— Problem requirements —
Each entry below is to be given again word for word, with no pictures.

— Record list —
-=-=-=-=-

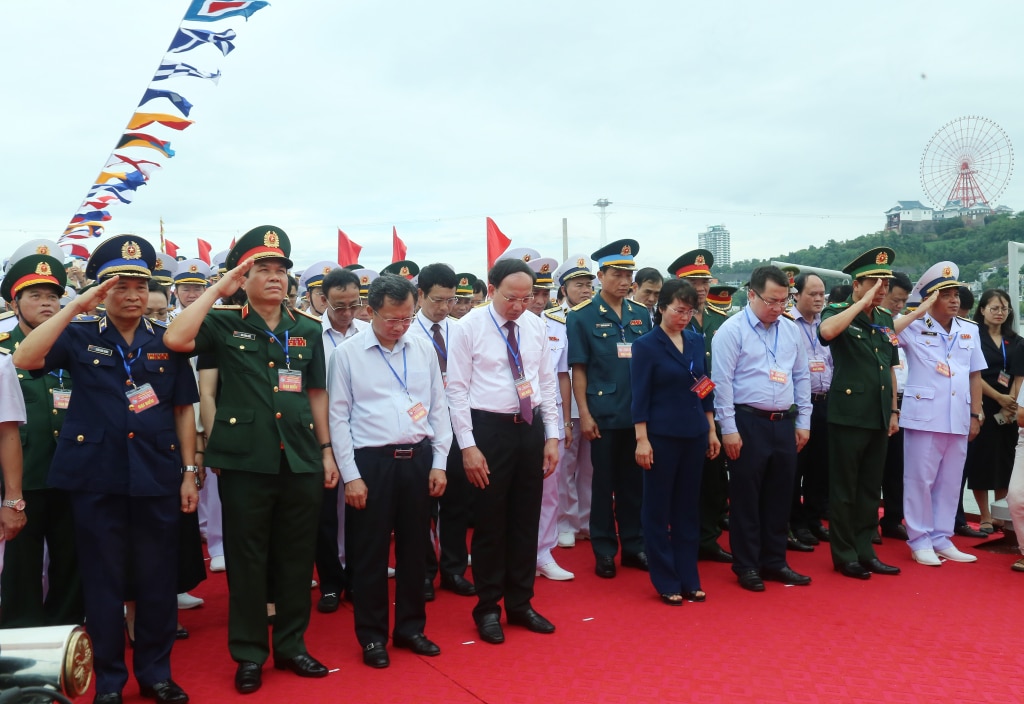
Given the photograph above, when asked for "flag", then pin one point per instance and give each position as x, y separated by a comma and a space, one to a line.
187, 39
497, 243
140, 120
212, 10
348, 252
150, 142
397, 246
204, 250
167, 70
176, 99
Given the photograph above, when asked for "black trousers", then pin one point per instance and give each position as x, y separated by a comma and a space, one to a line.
760, 490
398, 500
507, 512
617, 492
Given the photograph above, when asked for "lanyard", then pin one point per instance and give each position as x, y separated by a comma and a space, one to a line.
515, 355
127, 364
433, 342
288, 354
403, 380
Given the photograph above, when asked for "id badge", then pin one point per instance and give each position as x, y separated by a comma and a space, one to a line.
523, 388
141, 398
702, 387
417, 412
61, 398
290, 380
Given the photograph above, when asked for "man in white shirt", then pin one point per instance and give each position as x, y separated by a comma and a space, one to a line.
391, 433
501, 384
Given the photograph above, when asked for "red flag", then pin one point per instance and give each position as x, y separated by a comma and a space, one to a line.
204, 250
497, 243
348, 252
397, 247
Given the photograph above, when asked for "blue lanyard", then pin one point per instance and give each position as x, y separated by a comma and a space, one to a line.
127, 364
433, 342
403, 380
515, 355
288, 354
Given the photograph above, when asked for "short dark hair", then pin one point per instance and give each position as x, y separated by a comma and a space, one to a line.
436, 275
339, 278
392, 287
507, 267
763, 274
648, 273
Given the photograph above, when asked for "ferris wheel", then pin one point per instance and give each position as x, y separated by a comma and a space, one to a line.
967, 163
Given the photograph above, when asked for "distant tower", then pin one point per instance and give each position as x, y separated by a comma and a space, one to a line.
716, 240
603, 204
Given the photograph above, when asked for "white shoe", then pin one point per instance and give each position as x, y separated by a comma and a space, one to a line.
186, 601
927, 557
952, 554
554, 572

-=-=-=-=-

— Answer to this exercise —
Given the photograph above, when asked for "flag", then pin one point per instance and give each position as x, y separated by a comma and a space, one to a line.
187, 39
497, 243
140, 120
212, 10
348, 252
150, 142
397, 246
204, 250
167, 70
176, 99
Given the photograph above, when asked for "black trousers", then pin one point per instance and give each position as x, y separated by a comma and a space, one to a line.
760, 490
398, 500
507, 512
617, 492
Given the photograph above, when asked for "lanyard", then pin one point per instance and give each position as x, y separated by a comma and a space, one to a line.
515, 355
127, 364
433, 342
288, 354
403, 380
Given the photograph above, when asked for "id badge", then pin one point per instance and give each position as x, y separated by a comma and a space, one to a line.
523, 388
141, 398
702, 387
417, 412
61, 398
290, 380
Given the photograph above, when asked for "man in white shirt", then pin one point per instance and give each position as x, y separated by a comma and a space, one to a line.
391, 433
501, 384
Given the photograph above, when asked for "red flag", then pin one point per instance and give each position as x, y separated by a comma and a space, one to a line.
204, 250
497, 243
348, 252
397, 247
Given the photograph above, when asked for "blue lanyard", then pin one point per instance and give each position as x, y separated by a comma and a space, one to a line.
127, 364
433, 342
403, 380
515, 355
288, 354
Given the photograph above, when asked for "short dark hair", then pin one point per instance and give each position as x, y separated by a comma and a space, one to a line.
436, 275
339, 278
392, 287
507, 267
763, 274
648, 273
Given the photograph above, when asked for "ferris wheel", then pin one point per instance and give each position as x, y separated by a comma and a space, one to a line.
967, 163
Given the photograph above, when asked for "distant tower", then pin one point per instance and give each position as x, y separated by a comma and a space, one to a line.
716, 240
603, 204
Given the photograph above, when asked for "white shoe", then pin one point per instance and give each position as x, y separated by a comma and a space, one to a line.
186, 601
927, 557
952, 554
554, 572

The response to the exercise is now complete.